(Pointing dataset excerpts)
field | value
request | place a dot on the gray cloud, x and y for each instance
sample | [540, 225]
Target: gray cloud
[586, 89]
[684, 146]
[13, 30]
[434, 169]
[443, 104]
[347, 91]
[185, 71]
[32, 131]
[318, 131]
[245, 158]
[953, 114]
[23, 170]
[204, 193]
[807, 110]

● Goal
Switch every instance of "gray cloud" in the material to "white cloud" and reproduce all the lines, keeping everything else the same.

● Finished answer
field | value
request | place a dot on the white cloud, x and y for each instance
sample | [540, 225]
Target: white cloud
[586, 89]
[684, 146]
[13, 30]
[434, 169]
[443, 104]
[347, 91]
[185, 71]
[32, 131]
[318, 131]
[245, 158]
[953, 114]
[23, 170]
[204, 193]
[807, 110]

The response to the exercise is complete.